_RECORDS FOR THE EXERCISE_:
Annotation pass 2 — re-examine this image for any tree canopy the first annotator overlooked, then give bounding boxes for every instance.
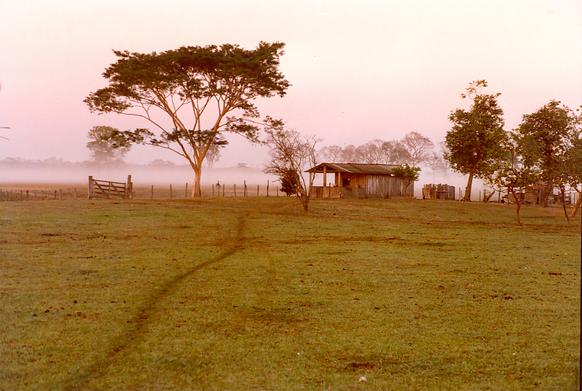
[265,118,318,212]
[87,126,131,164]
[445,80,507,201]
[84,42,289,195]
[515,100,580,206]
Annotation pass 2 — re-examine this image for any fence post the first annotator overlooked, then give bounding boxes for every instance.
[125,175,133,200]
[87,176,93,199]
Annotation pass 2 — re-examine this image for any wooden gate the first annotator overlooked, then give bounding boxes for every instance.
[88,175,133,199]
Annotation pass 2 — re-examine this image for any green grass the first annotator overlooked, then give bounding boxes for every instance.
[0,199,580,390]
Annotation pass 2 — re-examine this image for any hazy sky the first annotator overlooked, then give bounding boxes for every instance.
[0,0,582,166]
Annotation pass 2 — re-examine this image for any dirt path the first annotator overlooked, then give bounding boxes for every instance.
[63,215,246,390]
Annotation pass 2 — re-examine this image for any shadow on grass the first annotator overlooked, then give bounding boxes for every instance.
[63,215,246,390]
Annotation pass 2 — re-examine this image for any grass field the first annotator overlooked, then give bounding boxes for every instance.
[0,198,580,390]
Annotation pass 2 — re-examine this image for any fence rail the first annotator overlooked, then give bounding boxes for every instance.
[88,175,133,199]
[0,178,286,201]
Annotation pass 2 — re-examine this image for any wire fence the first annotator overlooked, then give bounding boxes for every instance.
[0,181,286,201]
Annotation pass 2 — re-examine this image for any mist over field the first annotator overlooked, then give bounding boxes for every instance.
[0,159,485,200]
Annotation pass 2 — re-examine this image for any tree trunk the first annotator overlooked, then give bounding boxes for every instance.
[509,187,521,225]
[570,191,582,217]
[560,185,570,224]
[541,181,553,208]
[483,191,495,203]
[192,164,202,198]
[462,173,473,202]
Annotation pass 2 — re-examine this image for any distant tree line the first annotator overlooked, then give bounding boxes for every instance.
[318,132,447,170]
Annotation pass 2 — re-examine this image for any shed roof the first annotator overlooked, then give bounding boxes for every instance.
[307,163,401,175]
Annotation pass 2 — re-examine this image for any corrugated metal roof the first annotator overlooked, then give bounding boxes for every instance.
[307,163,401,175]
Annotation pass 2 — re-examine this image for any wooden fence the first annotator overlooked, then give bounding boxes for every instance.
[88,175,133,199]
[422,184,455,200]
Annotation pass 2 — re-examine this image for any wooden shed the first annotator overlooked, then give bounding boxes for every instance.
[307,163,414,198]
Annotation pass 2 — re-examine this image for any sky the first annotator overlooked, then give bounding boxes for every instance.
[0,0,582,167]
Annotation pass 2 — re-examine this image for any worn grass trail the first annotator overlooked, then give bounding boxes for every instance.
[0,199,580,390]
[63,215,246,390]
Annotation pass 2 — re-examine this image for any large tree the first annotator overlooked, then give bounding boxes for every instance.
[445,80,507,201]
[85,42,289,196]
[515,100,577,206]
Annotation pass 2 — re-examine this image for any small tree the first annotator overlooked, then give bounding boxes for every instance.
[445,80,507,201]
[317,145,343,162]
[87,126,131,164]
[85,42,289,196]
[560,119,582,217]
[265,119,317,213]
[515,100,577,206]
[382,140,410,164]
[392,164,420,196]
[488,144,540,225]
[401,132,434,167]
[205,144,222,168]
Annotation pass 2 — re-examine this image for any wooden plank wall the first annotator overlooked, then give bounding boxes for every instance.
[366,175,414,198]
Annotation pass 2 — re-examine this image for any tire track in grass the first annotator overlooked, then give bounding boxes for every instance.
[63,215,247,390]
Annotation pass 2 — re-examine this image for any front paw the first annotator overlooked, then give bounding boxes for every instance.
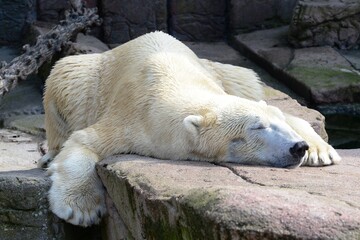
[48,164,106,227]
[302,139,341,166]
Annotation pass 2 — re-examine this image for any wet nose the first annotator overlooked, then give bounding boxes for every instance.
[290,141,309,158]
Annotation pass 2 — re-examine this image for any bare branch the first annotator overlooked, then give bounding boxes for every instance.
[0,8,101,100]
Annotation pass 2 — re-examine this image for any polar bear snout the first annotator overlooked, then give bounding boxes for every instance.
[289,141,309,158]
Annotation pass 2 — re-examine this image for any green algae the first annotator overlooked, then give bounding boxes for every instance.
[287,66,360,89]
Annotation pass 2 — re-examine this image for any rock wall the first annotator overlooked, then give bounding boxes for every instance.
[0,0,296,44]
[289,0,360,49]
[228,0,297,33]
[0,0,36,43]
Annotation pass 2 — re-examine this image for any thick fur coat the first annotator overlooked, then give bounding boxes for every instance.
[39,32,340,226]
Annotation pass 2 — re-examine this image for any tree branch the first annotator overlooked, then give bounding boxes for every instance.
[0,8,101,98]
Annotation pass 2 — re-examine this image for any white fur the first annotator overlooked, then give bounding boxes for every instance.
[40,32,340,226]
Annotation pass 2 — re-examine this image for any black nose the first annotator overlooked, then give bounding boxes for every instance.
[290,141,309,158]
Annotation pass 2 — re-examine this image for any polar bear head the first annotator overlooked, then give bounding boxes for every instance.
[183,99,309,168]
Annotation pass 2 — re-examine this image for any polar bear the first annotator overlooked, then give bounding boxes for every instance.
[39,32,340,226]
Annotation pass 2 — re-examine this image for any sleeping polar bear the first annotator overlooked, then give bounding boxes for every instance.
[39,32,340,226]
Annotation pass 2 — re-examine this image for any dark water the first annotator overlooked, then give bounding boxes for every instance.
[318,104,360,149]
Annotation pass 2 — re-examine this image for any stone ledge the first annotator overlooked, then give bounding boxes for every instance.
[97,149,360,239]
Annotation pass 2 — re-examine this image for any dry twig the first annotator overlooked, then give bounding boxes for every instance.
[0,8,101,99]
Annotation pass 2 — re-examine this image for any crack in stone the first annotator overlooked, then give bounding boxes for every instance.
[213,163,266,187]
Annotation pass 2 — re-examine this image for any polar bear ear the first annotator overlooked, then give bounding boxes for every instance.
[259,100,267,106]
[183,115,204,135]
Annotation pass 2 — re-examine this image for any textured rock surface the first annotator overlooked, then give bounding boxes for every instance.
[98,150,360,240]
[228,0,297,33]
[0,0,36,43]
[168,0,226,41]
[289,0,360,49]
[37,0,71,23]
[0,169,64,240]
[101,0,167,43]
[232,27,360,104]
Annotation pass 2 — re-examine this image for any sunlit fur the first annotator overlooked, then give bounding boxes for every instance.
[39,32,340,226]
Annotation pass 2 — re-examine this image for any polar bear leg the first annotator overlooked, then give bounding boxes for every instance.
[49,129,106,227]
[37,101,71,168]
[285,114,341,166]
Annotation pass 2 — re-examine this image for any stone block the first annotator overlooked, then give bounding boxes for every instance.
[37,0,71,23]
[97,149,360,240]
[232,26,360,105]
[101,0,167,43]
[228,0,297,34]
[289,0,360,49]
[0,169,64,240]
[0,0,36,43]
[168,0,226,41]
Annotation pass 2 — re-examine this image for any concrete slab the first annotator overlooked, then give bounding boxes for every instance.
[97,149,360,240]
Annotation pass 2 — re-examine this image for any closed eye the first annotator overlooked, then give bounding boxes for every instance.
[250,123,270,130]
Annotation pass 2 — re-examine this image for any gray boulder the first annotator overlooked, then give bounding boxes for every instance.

_PROBLEM TO WORK ON_: Can you render every line of the entries above as a Markdown table with the columns Row and Text, giving each line a row number, skipping blank lines, and leaving the pictures out?

_THE ANSWER_:
| Row | Text |
|---|---|
| 1 | Annotation pass 2 — re-examine this image for any tree canopy the first annotator overlooked, then give bounding boxes for every instance. |
| 2 | [265,118,318,212] |
| 3 | [87,126,131,164] |
| 4 | [445,80,507,201] |
| 5 | [84,42,289,195] |
| 6 | [515,100,580,206] |
| 7 | Annotation pass 2 — re-examine this image for any fence post the first annotator overlooked, then give bounding boxes for every instance. |
| 8 | [125,175,133,200] |
| 9 | [87,176,93,199] |
| 10 | Annotation pass 2 — re-examine this image for any wooden gate the first annotator overlooked, then give bounding boxes for every instance. |
| 11 | [88,175,133,199] |
| 12 | Annotation pass 2 — re-examine this image for any green grass the first annotator overlooked, then give bounding boxes for every instance. |
| 13 | [0,199,580,390] |
| 14 | Annotation pass 2 — re-examine this image for any hazy sky the first annotator overlooked, then give bounding boxes for every instance. |
| 15 | [0,0,582,166] |
| 16 | Annotation pass 2 — re-examine this image for any dirt path the first annotator overlooked, then give bounding boxes for every instance. |
| 17 | [63,215,246,390] |
| 18 | Annotation pass 2 — re-examine this image for any shadow on grass the first annotator overlooked, then give bounding boxes for every instance. |
| 19 | [63,215,246,390] |
| 20 | Annotation pass 2 — re-examine this image for any grass field the first annotator overlooked, then give bounding boxes for every instance. |
| 21 | [0,198,580,390] |
| 22 | Annotation pass 2 — re-examine this image for any fence rail the first annotator overlooked, then give bounding boxes for every instance. |
| 23 | [88,175,133,199] |
| 24 | [0,178,286,201] |
| 25 | Annotation pass 2 — re-examine this image for any wire fence the first annotator overlooked, then give bounding boxes for every instance. |
| 26 | [0,181,286,201] |
| 27 | Annotation pass 2 — re-examine this image for any mist over field the first annotator overlooked, then give bounding boxes for every instance. |
| 28 | [0,159,485,200] |
| 29 | Annotation pass 2 — re-examine this image for any tree trunk the first annotator overlooked, then give bounding boxes for every instance. |
| 30 | [509,187,521,225] |
| 31 | [570,191,582,217] |
| 32 | [560,185,570,224] |
| 33 | [541,181,553,208] |
| 34 | [483,191,495,203] |
| 35 | [192,164,202,198] |
| 36 | [462,173,473,202] |
| 37 | Annotation pass 2 — re-examine this image for any distant tree line the first annotator overlooked, then give bounding boxes for every instance. |
| 38 | [318,132,447,170] |
| 39 | Annotation pass 2 — re-examine this image for any shed roof the first annotator overlooked, then give bounding boxes for every instance. |
| 40 | [307,163,401,175] |
| 41 | Annotation pass 2 — re-examine this image for any corrugated metal roof the first annotator overlooked, then give bounding boxes for every instance. |
| 42 | [307,163,401,175] |
| 43 | Annotation pass 2 — re-examine this image for any wooden fence the first annotator overlooked, then give bounding boxes for every instance. |
| 44 | [88,175,133,199] |
| 45 | [422,184,455,200] |
| 46 | Annotation pass 2 — re-examine this image for any wooden shed the first annotator overlooked, then give bounding boxes for every instance. |
| 47 | [307,163,414,198] |
| 48 | Annotation pass 2 — re-examine this image for any sky the first annotator overlooked, then give bounding boxes for every instance. |
| 49 | [0,0,582,167] |
| 50 | Annotation pass 2 — re-examine this image for any worn grass trail the first annotator overlooked, then give bounding boxes for every instance. |
| 51 | [0,199,580,390] |
| 52 | [63,215,246,390] |
| 53 | Annotation pass 2 — re-examine this image for any large tree the first annotator overlooked, then give bounding boxes for every instance. |
| 54 | [445,80,507,201] |
| 55 | [85,42,289,196] |
| 56 | [515,100,577,206] |
| 57 | Annotation pass 2 — re-examine this image for any small tree the first annotator overlooked, then give bounding boxes for every instance. |
| 58 | [445,80,507,201] |
| 59 | [317,145,343,162] |
| 60 | [87,126,131,164] |
| 61 | [85,42,289,196] |
| 62 | [560,119,582,217] |
| 63 | [265,119,317,213] |
| 64 | [515,100,577,206] |
| 65 | [382,140,410,164] |
| 66 | [392,164,420,196] |
| 67 | [488,144,540,225] |
| 68 | [401,132,434,167] |
| 69 | [205,144,222,168] |
| 70 | Annotation pass 2 — re-examine this image for any wooden plank wall the first annotator overlooked, then give bounding boxes for every instance. |
| 71 | [366,175,414,198] |
| 72 | Annotation pass 2 — re-examine this image for any tire track in grass the first annotator overlooked, then give bounding boxes for every instance. |
| 73 | [63,215,247,390] |
| 74 | Annotation pass 2 — re-examine this image for any front paw the first annotator overlooked, then give bounding boxes for every instance. |
| 75 | [48,164,106,227] |
| 76 | [302,139,341,166] |
| 77 | Annotation pass 2 — re-examine this image for any wet nose the first annotator overlooked, then give bounding boxes for every instance. |
| 78 | [290,141,309,158] |
| 79 | Annotation pass 2 — re-examine this image for any bare branch the first annotator overlooked, then give bounding boxes for every instance. |
| 80 | [0,8,101,100] |
| 81 | Annotation pass 2 — re-examine this image for any polar bear snout the first annotator overlooked, then give bounding boxes for every instance. |
| 82 | [289,141,309,158] |
| 83 | Annotation pass 2 — re-examine this image for any green algae the first annotator overlooked, then give bounding boxes for every instance. |
| 84 | [287,66,360,89] |
| 85 | Annotation pass 2 — re-examine this image for any rock wall the first annotator overlooked, then give bounding boxes for every instance. |
| 86 | [0,0,296,44] |
| 87 | [289,0,360,49] |
| 88 | [228,0,297,33] |
| 89 | [0,0,36,43] |
| 90 | Annotation pass 2 — re-examine this image for any thick fur coat the first annotator overlooked, then give bounding boxes for every instance. |
| 91 | [39,32,340,226] |
| 92 | Annotation pass 2 — re-examine this image for any tree branch the first annotator overlooked, then give bounding boxes for every instance. |
| 93 | [0,8,101,98] |
| 94 | Annotation pass 2 — re-examine this image for any white fur the first annotator overlooked, then give bounding boxes for every instance. |
| 95 | [40,32,340,226] |
| 96 | Annotation pass 2 — re-examine this image for any black nose the first annotator overlooked, then give bounding boxes for every instance. |
| 97 | [290,141,309,158] |
| 98 | Annotation pass 2 — re-examine this image for any polar bear head the first annotator overlooked, then give bounding boxes for every instance. |
| 99 | [183,99,309,168] |
| 100 | Annotation pass 2 — re-examine this image for any polar bear the first annotator overlooked, then give bounding boxes for every instance. |
| 101 | [39,32,340,226] |
| 102 | Annotation pass 2 — re-examine this image for any sleeping polar bear the first annotator overlooked, then give bounding boxes for every instance. |
| 103 | [39,32,340,226] |
| 104 | Annotation pass 2 — re-examine this image for any dark water the first annotator overlooked, then give bounding boxes for every instance. |
| 105 | [318,104,360,149] |
| 106 | Annotation pass 2 — re-examine this image for any stone ledge the first annotator overlooked, then give bounding boxes for every instance. |
| 107 | [97,149,360,239] |
| 108 | Annotation pass 2 — re-examine this image for any dry twig the first annotator overlooked, then give bounding boxes for every instance. |
| 109 | [0,8,101,99] |
| 110 | Annotation pass 2 — re-examine this image for any crack in stone the first annotator overlooked, then give bounding boxes for every instance. |
| 111 | [213,163,266,187] |
| 112 | Annotation pass 2 — re-examine this image for any polar bear ear the first annotator overlooked, then give bounding boxes for every instance. |
| 113 | [259,100,267,106] |
| 114 | [183,115,204,135] |
| 115 | Annotation pass 2 — re-examine this image for any textured rock surface the first annotator overlooked, then give bounding boxes for every instance. |
| 116 | [98,150,360,240] |
| 117 | [228,0,297,33] |
| 118 | [0,0,36,43] |
| 119 | [168,0,226,41] |
| 120 | [289,0,360,49] |
| 121 | [37,0,71,23] |
| 122 | [0,169,64,240] |
| 123 | [101,0,167,43] |
| 124 | [232,27,360,104] |
| 125 | Annotation pass 2 — re-examine this image for any sunlit fur the first annotator overlooked, then give bounding boxes for every instance. |
| 126 | [39,32,340,226] |
| 127 | Annotation pass 2 — re-examine this image for any polar bear leg the first annotator overlooked, then give bounding boxes for every instance. |
| 128 | [49,129,106,227] |
| 129 | [37,101,71,168] |
| 130 | [285,114,341,166] |
| 131 | Annotation pass 2 — re-examine this image for any stone block the first annotator overlooked, then give bounding boxes for every instance. |
| 132 | [37,0,71,23] |
| 133 | [97,149,360,240] |
| 134 | [232,26,360,105] |
| 135 | [101,0,167,43] |
| 136 | [228,0,297,34] |
| 137 | [289,0,360,49] |
| 138 | [0,169,64,240] |
| 139 | [0,0,36,43] |
| 140 | [168,0,226,41] |
| 141 | Annotation pass 2 — re-examine this image for any concrete slab the first annotator overlooked, then give bounding boxes for every instance. |
| 142 | [97,149,360,240] |
| 143 | Annotation pass 2 — re-examine this image for any closed eye the first annotator overlooked, then give bounding boxes for every instance. |
| 144 | [250,123,270,130] |
| 145 | Annotation pass 2 — re-examine this image for any gray boulder the first annotator overlooked, then give bounding boxes for every instance. |